:: RECORDS SHOWN
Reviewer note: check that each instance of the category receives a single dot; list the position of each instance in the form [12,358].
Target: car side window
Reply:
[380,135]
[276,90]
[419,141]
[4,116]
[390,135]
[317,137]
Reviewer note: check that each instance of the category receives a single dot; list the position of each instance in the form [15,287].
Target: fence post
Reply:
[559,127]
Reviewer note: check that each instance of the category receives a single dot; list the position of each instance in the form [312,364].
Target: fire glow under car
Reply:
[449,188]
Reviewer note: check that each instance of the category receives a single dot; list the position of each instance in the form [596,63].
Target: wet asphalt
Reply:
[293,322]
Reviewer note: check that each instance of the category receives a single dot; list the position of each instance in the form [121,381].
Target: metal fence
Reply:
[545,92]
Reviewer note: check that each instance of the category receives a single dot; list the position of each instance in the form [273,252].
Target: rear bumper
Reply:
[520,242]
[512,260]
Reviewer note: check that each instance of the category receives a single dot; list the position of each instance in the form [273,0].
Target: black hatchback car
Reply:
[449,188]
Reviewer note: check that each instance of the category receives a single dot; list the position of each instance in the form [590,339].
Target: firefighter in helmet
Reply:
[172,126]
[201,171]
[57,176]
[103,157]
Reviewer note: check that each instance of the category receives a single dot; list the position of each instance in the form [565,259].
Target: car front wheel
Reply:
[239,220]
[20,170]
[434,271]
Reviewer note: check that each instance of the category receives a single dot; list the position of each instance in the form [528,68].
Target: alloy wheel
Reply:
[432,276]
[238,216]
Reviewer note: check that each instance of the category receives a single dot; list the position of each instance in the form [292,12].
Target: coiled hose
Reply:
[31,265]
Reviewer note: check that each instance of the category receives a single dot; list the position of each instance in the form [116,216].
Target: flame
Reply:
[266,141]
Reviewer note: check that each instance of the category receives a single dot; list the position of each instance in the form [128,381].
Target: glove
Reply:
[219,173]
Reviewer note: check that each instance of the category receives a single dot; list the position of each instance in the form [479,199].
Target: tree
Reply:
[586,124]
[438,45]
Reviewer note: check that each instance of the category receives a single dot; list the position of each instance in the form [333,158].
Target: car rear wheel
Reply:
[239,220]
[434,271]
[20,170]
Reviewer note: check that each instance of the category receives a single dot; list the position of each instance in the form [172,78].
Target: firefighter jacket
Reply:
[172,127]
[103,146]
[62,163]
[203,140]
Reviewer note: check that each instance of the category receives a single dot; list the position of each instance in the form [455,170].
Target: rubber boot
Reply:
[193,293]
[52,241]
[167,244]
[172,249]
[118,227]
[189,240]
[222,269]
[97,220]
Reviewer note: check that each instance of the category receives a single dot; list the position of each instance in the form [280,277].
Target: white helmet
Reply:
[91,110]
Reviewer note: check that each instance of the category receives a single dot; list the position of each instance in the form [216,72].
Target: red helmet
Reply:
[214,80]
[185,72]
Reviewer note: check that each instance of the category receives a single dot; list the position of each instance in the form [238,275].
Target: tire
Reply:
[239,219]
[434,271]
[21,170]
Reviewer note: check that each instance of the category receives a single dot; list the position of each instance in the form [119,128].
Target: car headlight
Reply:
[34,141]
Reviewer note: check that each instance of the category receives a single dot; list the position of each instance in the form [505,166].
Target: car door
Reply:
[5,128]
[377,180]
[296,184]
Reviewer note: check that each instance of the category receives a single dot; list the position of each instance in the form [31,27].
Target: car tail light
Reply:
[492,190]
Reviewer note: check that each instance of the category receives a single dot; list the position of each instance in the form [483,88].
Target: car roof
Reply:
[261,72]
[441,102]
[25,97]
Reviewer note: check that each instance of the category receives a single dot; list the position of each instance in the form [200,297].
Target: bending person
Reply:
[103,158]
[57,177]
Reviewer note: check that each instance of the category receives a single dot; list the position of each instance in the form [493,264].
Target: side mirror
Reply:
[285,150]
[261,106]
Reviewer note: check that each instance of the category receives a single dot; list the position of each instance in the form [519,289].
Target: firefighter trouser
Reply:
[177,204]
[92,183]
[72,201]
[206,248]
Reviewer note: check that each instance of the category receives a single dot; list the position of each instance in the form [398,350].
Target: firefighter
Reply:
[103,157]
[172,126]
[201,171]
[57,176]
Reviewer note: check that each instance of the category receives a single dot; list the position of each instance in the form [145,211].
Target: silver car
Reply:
::::
STATED EXERCISE: Rewrite the records from the line with "the form [398,350]." through the end, changing "Reviewer note" to "Checker note" and leaving everything else the same.

RESULT OF THIS TASK:
Checker note: check that each instance of the category receives a single dot; list the position of each instance in the form [398,350].
Target: firefighter
Reply:
[103,157]
[172,126]
[201,171]
[57,176]
Checker note: check that each instance of the category receives a single dot; list the position of each instance in the form [145,211].
Target: silver car
Reply:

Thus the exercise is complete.